### GIVEN INSTRUCTION
Please recast all the rows below as a two-column CSV with the headers text and points. Put each text and its answer on one line, each in a single quoted field with line breaks turned into spaces, and leave the pictures out.

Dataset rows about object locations

- - -

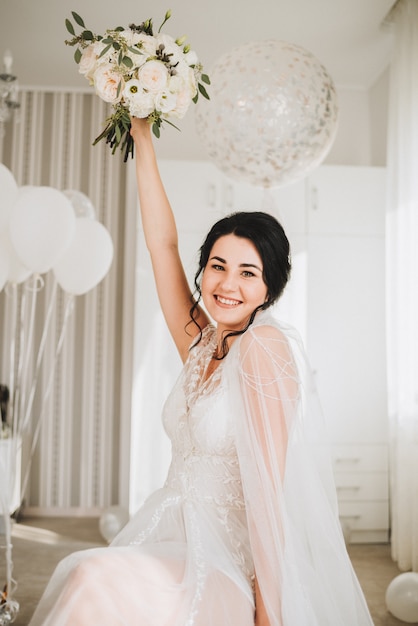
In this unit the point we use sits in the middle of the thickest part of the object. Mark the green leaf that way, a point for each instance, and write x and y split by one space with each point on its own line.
87 35
78 19
127 61
203 91
70 27
103 52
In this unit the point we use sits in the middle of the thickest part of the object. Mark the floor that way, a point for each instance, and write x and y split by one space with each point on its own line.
39 543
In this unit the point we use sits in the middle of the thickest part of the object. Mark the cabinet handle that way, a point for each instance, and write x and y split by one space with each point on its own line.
229 196
211 195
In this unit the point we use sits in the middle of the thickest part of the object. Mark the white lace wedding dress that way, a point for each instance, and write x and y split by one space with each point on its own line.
244 493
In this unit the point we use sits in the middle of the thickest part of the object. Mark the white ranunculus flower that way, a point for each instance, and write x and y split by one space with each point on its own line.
140 104
144 43
153 76
165 102
175 83
191 58
183 101
106 83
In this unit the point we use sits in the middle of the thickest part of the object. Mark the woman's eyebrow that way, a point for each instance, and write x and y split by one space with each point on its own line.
221 260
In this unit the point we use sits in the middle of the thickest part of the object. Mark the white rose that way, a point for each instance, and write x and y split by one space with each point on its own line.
188 76
191 58
106 83
175 83
89 60
140 103
145 44
183 101
153 76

- - -

### REPLY
text,points
"In this unit the point we use sits in the middle of the thickest part of the object. Mark the green leaf that way, a point for each instance, and write x and y split by one space with each point on its own line.","87 35 78 19 127 61 203 91 70 27 103 52"
"In this unit the point we use sits in the middle of the thickest part of the object. Mark the floor that way, a point for each instance, and write x and y split by one space with each point on its own line.","39 543"
"In this unit the point we use sits in the middle of the thickest part of the object. Mark the cabinet handle that way, a point for each instance, and write x and y split by one space with each point on its own line.","229 196 211 195"
"In this unit the point we use sits in the middle of the thickest part of the object. Mark the white lace wedding dress that way, a point for each instance, and write x and y split by one space with each point on its own line.","244 493"
"In this unit the point we use sits in the middle of the thickest part of the object. Mark the white ranunculus flower that way, a point for each instance, and write x and y split by one space with each point on its own line.","140 104 144 43 153 76 165 102 175 83 191 58 183 101 106 83"
"In this unit the point we use sits in the middle of the thickest part of the object. Mark the woman's eyebrow that way, a point for each instance, and write x and y split by one space with each point on its own line.","221 260"
"In this unit the point we use sits in the middle of the thickest part of the object. Mark the white rose that way, a point for each instance, and write x and y split by one space with each point on its own line.","188 76 191 58 106 83 175 83 89 60 140 103 145 44 183 101 153 76"